### QUOTED TEXT

*-*-*

PART-I: Relational Data Base Design: Functional
Dependencies & Normalization for Relational
Databases
Functional Dependencies
A functional dependency is a constraint that specifies the relationship between
two sets of attributes where one set can accurately determine the value of other
sets. It is denoted as X → Y, where X is a set of attributes that is capable of
determining the value of Y. The attribute set on the left side of the arrow, X is
called Determinant, while on the right side, Y is called the Dependent.
Types of Functional Dependencies in DBMS
There are mainly four types of Functional Dependency in DBMS. Following
are the types of Functional Dependencies in DBMS:
Multivalued Dependency
Trivial Functional Dependency
Non-Trivial Functional Dependency
Transitive Dependency
Multivalued Dependency in DBMS
Multivalued dependency occurs in the situation where there are multiple
independent multivalued attributes in a single table. A multivalued
dependency is a complete constraint between two sets of attributes in a
relation. It requires that certain tuples be present in a relation. Consider the
following Multivalued Dependency Example to understand.
Example:
Car_model Maf_year Color
H001 2017 Metallic
H001 2017 Green
H005 2018 Metallic
H005 2018 Blue
H010 2015 Metallic
H033 2012 Gray
In this example, maf_year and color are independent of each other but
dependent on car_model. In this example, these two columns are said to be
multivalue dependent on car_model.
This dependence can be represented like this:
car_model -> maf_year
car_model-> colour
Trivial Functional Dependency in DBMS
The Trivial dependency is a set of attributes which are called a trivial if the set
of attributes are included in that attribute.
So, X -> Y is a trivial functional dependency if Y is a subset of X. Let’s
understand with a Trivial Functional Dependency Example.
For example:
Emp_id Emp_name
AS555 Harry
AS811 George
AS999 Kevin
Consider this table of with two columns Emp_id and Emp_name.
{Emp_id, Emp_name} -> Emp_id is a trivial functional dependency as Emp_id
is a subset of {Emp_id,Emp_name}.
Non Trivial Functional Dependency in DBMS
Functional dependency which also known as a nontrivial dependency occurs
when A->B holds true where B is not a subset of A. In a relationship, if
attribute B is not a subset of attribute A, then it is considered as a non-trivial
dependency.
Company CEO Age
Microsoft Satya Nadell 51
Google Sundar Pichai 46
Apple Tim Cook 57
Example:
(Company} -> {CEO} (if we know the Company, we knows the CEO name)
But CEO is not a subset of Company, and hence it’s non-trivial functional
dependency.

*-*-*

### STORED ROWS

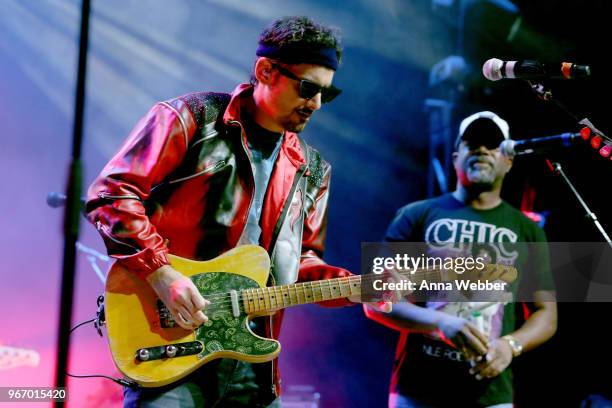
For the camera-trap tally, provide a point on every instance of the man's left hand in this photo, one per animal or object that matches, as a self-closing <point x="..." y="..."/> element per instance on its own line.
<point x="496" y="360"/>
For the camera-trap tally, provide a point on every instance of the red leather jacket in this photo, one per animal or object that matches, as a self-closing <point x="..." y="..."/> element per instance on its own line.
<point x="183" y="183"/>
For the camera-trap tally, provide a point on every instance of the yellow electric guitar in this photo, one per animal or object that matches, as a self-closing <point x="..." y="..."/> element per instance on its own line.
<point x="150" y="348"/>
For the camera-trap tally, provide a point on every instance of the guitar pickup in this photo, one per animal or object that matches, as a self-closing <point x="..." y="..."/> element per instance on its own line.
<point x="169" y="351"/>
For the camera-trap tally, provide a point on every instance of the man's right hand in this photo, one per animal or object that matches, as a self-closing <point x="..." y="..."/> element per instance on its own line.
<point x="472" y="343"/>
<point x="180" y="296"/>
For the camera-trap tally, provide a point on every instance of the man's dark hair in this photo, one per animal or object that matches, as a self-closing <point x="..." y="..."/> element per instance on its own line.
<point x="300" y="30"/>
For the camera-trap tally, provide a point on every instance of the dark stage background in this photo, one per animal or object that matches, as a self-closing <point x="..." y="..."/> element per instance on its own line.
<point x="376" y="135"/>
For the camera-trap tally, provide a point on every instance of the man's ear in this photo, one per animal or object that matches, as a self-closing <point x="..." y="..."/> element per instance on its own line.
<point x="508" y="161"/>
<point x="263" y="70"/>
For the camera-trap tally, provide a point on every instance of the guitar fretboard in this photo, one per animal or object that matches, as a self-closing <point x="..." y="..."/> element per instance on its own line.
<point x="279" y="297"/>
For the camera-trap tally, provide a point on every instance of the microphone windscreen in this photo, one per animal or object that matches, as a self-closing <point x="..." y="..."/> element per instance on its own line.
<point x="492" y="69"/>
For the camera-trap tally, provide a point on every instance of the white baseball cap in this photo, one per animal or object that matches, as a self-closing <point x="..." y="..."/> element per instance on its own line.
<point x="484" y="126"/>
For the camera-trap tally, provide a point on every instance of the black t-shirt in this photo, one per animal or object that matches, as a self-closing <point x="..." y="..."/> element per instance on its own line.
<point x="426" y="366"/>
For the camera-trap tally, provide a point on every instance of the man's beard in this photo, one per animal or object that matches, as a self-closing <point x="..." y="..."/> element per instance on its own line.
<point x="297" y="126"/>
<point x="482" y="178"/>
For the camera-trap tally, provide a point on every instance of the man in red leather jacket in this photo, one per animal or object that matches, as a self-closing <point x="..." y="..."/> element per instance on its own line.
<point x="205" y="172"/>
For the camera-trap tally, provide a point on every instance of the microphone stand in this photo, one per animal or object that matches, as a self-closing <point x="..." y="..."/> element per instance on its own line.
<point x="555" y="167"/>
<point x="72" y="213"/>
<point x="544" y="93"/>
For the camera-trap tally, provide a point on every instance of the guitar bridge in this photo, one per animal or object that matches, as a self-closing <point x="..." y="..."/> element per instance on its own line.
<point x="169" y="351"/>
<point x="166" y="321"/>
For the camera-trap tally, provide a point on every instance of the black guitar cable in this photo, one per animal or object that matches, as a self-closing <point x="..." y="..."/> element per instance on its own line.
<point x="98" y="321"/>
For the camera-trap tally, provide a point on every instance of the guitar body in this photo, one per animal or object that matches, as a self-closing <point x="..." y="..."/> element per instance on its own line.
<point x="137" y="320"/>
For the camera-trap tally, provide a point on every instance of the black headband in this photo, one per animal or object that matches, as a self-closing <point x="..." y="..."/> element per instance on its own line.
<point x="300" y="54"/>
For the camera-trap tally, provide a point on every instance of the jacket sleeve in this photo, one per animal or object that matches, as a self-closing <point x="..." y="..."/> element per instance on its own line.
<point x="154" y="148"/>
<point x="312" y="266"/>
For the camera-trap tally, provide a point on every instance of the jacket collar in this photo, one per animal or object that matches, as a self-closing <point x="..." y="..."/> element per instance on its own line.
<point x="290" y="146"/>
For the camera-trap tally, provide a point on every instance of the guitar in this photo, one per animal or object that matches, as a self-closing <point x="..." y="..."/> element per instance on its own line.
<point x="151" y="349"/>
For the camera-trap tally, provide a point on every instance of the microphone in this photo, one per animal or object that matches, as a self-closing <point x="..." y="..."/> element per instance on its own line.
<point x="56" y="199"/>
<point x="510" y="148"/>
<point x="496" y="69"/>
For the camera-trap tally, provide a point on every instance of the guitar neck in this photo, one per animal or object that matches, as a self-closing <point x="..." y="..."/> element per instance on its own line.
<point x="279" y="297"/>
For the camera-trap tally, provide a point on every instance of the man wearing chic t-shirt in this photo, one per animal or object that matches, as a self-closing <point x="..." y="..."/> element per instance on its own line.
<point x="459" y="353"/>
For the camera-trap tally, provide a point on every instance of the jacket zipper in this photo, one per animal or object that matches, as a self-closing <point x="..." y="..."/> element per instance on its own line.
<point x="104" y="229"/>
<point x="242" y="137"/>
<point x="209" y="169"/>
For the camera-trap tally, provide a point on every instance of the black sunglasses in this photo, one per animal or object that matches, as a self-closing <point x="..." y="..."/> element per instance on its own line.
<point x="309" y="89"/>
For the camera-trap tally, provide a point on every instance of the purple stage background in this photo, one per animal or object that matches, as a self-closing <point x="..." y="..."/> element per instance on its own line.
<point x="375" y="135"/>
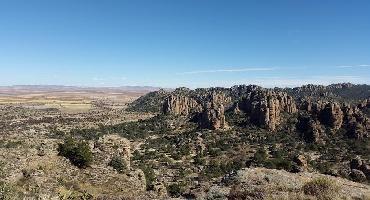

*-*-*

### SET TASKS
**1)** Summarize the notes on functional dependencies in two sentences.
**2)** Pick up the notes on functional dependencies after their final sentence and keep writing.
The rows were drawn from a different source.

### RESPONSES IN ORDER
**1)** A functional dependency X → Y is a constraint in which the determinant X can determine the value of the dependent Y, and DBMS has mainly four types: multivalued, trivial, non-trivial, and transitive. A multivalued dependency occurs when a single table holds multiple independent multivalued attributes, while a dependency is trivial when the dependent is a subset of the determinant and non-trivial when it is not.

**2)**
Transitive Dependency in DBMS
A Transitive Dependency is a type of functional dependency which happens
when “t” is indirectly formed by two functional dependencies. Let’s understand
with the following Transitive Dependency Example.
Example:
Company CEO Age
Microsoft Satya Nadella 51
Google Sundar Pichai 46
Alibaba Jack Ma 54
{Company} -> {CEO} (if we know the compay, we know its CEO’s name)
{CEO } -> {Age} If we know the CEO, we know the Age
Therefore according to the rule of rule of transitive dependency:
{ Company} -> {Age} should hold, that makes sense because if we know the
company name, we can know his age.
Note: You need to remember that transitive dependency can only occur in a
relation of three or more attributes.
Advantages of Functional Dependency
Functional Dependency avoids data redundancy. Therefore same data
do not repeat at multiple locations in that database
It helps you to maintain the quality of data in the database
It helps you to defined meanings and constraints of databases
It helps you to identify bad designs
It helps you to find the facts regarding the database design
Normalization
A large database defined as a single relation may result in data duplication.
This repetition of data may result in:
o Making relations very large.
o It isn't easy to maintain and update data as it would involve searching many
records in relation.
o Wastage and poor utilization of disk space and resources.
o The likelihood of errors and inconsistencies increases.
So to handle these problems, we should analyze and decompose the
relations with redundant data into smaller, simpler, and well-structured
relations that are satisfy desirable properties. Normalization is a process of
decomposing the relations into relations with fewer attributes.
What is Normalization?
o Normalization is the process of organizing the data in the database.
o Normalization is used to minimize the redundancy from a relation or
set of relations. It is also used to eliminate undesirable characteristics
like Insertion, Update, and Deletion Anomalies.
o Normalization divides the larger table into smaller and links them using
relationships.
o The normal form is used to reduce redundancy from the database
table.
Why do we need Normalization?
The main reason for normalizing the relations is removing these
anomalies. Failure to eliminate anomalies leads to data redundancy
and can cause data integrity and other problems as the database
grows. Normalization consists of a series of guidelines that helps to
guide you in creating a good database structure.
Data modification anomalies can be categorized into three types:
o Insertion Anomaly: Insertion Anomaly refers to when one cannot insert a
new tuple into a relationship due to lack of data.
o Deletion Anomaly: The delete anomaly refers to the situation where the
deletion of data results in the unintended loss of some other important data.
o Updatation Anomaly: The update anomaly is when an update of a single
data value requires multiple rows of data to be updated.
Types of Normal Forms:
Normalization works through a series of stages called Normal forms. The
normal forms apply to individual relations. The relation is said to be in
particular normal form if it satisfies constraints.
Following are the various types of Normal forms:
Normal Forms in DBMS
Normalization is the process of minimizing redundancy from a relation or set
of relations. Redundancy in relation may cause insertion, deletion, and update
anomalies. So, it helps to minimize the redundancy in relations. Normal
forms are used to eliminate or reduce redundancy in database tables.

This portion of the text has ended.